ACTIONS TO TAKE:
a: Return the passage of the bumble queen confinement thread that begins at the words "I have confined" and stops after "sub patty work?", copied word for word.
b: Please take the bumble queen confinement thread further, picking up right after its final sentence.

# Bumble Queen Confinement



## jwcarlson

I have confined two queens this spring and neither have done anything. I do now have straight pollen so I placed some soft patty that I have for my honey bees in a ball with a small jar of sugar syrup with cotton balls. Will sub patty work? 

I also wonder if my chamber is too big. It is probably about 14" square and I have a small entry chamber too. There was mention of putting several young nurse bees with her on here in an old thread, but I cannot find that suggestion anywhere else. 

Or is it just luck?


----------



## JRG13

Sure they're queens? I've seen youtube on it, what kind of nesting material do you have inside?


----------



## gezellig

To what end are you seeking? Are you sure they're queens? If so, are you sure they're mated?


----------



## jwcarlson

They'd have mated last fall...? So I guess the answer to that is I can't be sure? They are the only bumble bees I have seen around. It was like a switch was flipped. This is the time of year I noticed them looking for nest sites last year too, I just didn't have an interest in catching them at the time.

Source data
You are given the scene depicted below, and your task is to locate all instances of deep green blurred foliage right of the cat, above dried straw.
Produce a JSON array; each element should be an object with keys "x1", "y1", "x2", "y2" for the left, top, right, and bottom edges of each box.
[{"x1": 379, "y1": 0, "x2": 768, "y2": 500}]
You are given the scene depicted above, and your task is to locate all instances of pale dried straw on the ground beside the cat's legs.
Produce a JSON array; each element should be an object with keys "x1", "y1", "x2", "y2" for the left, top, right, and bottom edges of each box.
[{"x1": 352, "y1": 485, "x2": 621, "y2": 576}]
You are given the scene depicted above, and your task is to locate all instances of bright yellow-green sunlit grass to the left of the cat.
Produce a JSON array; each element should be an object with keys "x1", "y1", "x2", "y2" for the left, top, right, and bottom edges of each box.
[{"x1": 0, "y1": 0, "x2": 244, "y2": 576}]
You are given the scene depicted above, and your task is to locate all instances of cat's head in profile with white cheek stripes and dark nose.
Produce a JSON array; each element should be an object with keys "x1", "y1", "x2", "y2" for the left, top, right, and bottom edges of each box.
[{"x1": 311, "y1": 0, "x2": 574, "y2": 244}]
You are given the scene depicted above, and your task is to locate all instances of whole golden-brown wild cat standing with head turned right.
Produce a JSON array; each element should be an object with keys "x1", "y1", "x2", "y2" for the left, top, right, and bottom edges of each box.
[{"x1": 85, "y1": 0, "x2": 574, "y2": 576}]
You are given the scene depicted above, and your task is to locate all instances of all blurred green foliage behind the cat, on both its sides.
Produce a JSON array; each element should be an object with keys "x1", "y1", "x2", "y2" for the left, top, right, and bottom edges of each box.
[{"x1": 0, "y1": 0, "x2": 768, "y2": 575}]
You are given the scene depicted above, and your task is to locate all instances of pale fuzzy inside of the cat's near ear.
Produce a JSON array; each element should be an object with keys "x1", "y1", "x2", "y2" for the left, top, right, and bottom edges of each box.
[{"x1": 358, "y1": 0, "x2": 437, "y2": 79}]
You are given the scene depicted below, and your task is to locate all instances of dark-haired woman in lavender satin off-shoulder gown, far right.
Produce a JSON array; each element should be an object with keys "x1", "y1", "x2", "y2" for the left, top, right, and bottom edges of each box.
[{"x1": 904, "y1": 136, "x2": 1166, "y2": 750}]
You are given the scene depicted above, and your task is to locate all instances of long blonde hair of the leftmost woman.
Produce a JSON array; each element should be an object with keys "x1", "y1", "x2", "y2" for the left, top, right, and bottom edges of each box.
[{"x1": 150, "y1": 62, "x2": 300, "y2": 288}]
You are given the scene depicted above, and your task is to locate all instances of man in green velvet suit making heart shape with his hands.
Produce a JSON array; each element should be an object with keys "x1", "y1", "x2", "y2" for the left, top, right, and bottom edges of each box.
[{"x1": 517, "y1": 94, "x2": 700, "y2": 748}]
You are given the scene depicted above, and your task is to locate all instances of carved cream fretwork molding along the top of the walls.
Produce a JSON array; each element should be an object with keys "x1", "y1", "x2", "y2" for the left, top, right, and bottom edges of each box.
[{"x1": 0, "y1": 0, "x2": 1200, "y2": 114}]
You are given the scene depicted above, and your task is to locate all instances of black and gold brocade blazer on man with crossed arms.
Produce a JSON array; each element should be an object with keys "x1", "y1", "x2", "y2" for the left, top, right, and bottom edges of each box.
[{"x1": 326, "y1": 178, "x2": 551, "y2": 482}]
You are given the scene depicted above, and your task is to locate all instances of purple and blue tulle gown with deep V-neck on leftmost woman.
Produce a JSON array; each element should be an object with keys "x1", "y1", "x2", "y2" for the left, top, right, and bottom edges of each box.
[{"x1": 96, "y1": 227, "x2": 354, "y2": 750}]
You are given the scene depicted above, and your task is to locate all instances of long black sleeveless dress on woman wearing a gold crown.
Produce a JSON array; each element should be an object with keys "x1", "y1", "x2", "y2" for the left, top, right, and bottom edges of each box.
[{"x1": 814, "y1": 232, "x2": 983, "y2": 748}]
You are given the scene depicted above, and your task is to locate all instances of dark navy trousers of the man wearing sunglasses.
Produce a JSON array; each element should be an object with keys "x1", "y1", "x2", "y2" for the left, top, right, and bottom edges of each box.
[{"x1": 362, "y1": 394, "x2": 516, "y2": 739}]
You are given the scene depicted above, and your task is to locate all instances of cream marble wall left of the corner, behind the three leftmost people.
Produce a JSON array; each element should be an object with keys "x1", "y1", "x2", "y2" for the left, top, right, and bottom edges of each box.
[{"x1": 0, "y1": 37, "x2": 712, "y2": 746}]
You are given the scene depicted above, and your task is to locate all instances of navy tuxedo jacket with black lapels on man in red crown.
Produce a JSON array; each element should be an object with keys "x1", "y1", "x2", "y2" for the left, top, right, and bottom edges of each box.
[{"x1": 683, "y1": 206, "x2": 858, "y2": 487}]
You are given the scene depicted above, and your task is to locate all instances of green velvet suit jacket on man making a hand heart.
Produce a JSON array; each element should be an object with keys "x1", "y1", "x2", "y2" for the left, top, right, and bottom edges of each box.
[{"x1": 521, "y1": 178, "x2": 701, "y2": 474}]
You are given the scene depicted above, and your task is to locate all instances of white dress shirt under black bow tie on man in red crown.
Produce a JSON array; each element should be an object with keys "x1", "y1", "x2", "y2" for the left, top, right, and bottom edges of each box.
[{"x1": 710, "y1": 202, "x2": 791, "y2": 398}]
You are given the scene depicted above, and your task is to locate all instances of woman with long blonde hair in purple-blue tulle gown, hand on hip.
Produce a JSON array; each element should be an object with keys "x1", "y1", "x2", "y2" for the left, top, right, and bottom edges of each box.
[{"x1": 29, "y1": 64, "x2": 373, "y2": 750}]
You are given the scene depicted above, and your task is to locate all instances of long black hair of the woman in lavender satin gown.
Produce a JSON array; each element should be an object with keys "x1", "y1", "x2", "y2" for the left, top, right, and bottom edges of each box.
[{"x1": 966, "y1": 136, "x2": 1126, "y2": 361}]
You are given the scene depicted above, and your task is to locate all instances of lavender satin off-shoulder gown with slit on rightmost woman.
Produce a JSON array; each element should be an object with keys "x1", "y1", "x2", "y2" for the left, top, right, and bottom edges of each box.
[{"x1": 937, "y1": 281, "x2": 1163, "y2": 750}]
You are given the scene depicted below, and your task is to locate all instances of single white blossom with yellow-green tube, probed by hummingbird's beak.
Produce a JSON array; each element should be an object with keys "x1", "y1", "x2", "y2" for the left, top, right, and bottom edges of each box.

ANSWERS PER TASK:
a:
I have confined two queens this spring and neither have done anything. I do now have straight pollen so I placed some soft patty that I have for my honey bees in a ball with a small jar of sugar syrup with cotton balls. Will sub patty work?

b:
Both of these have been caught while they're rifling through leaves and cracks seemingly looking for cavities. No pollen on them and they're not going at flowers, checking all dark spaces they can find. One of them was in my garage poking around. The other checking cracks in concrete pad at one of my outyards.

The end I'm seeking is just trying to have them raise a colony in my backyard. 

Nesting materials. Torn up old cushion from a chair, dry grass/leaves, and a little bit of horse bedding (unused) from one of my quilt boxes.

I have read that it's unlikely for confined queen to start a nest, something like only four in ten or so will respond to it. And that depends on the species too, I am unsure which species I have, however.


----------



## jwcarlson




----------



## tech.35058

I realize that this is an old thread, but JW, how did this work out?
Did you end up with a bumble bee breeding colony, or a BB observation hive?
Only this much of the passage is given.